[Coordinate annotation records]
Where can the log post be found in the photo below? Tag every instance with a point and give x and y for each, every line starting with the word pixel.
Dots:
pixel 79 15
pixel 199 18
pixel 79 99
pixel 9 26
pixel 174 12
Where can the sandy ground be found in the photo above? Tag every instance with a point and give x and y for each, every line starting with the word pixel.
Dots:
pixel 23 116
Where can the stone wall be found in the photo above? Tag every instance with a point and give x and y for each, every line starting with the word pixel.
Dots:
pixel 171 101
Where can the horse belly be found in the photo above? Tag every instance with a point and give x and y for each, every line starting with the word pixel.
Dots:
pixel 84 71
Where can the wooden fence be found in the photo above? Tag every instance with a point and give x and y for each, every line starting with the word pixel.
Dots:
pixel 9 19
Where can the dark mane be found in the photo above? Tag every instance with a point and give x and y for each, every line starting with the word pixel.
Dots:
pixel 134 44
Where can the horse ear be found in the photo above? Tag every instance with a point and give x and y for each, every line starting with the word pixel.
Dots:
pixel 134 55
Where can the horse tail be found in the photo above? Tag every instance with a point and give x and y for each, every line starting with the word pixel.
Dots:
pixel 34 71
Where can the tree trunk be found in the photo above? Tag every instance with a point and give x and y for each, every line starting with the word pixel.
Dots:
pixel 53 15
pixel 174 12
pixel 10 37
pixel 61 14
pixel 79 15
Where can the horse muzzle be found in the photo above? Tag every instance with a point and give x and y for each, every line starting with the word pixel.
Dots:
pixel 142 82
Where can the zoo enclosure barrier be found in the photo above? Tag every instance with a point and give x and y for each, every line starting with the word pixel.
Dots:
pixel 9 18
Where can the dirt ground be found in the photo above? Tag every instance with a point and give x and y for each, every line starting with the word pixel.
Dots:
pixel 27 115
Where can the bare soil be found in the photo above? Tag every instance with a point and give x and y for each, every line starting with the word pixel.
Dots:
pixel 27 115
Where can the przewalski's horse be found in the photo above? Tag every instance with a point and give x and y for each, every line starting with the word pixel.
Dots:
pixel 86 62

EXERCISE REQUIREMENTS >>
Repeat, exactly and only, the lines above from the one containing "Where can the horse tail" through the end of the material.

RESULT OF THE EXERCISE >>
Where can the horse tail be found in the photo above? Tag every instance with a point and give x and y for each, every line starting with the word pixel.
Dots:
pixel 34 71
Where can the tree trunk be found in the photo above? Tag every instance with a point and give x and y for each, every line starting with the word pixel.
Dots:
pixel 53 15
pixel 174 12
pixel 10 37
pixel 61 14
pixel 79 15
Where can the horse muzzle be found in the photo above? Tag every instance with a point and give x and y for each, every line starting with the word pixel.
Dots:
pixel 142 82
Where can the zoo enclosure barrier be found in the photo above? Tag every instance with a point and give x and y for each, every line starting with the word pixel.
Dots:
pixel 9 18
Where can the dirt ground be found in the photo above? Tag every instance with a point and give x and y for each, every line starting with the word pixel.
Dots:
pixel 27 115
Where can the bare soil be found in the photo above? Tag every instance with a point and give x and y for each, every line starting with the word pixel.
Dots:
pixel 27 115
Where can the przewalski's horse be found in the photo above? Tag every instance with a point and give x and y for each, every line starting with the word pixel.
Dots:
pixel 86 62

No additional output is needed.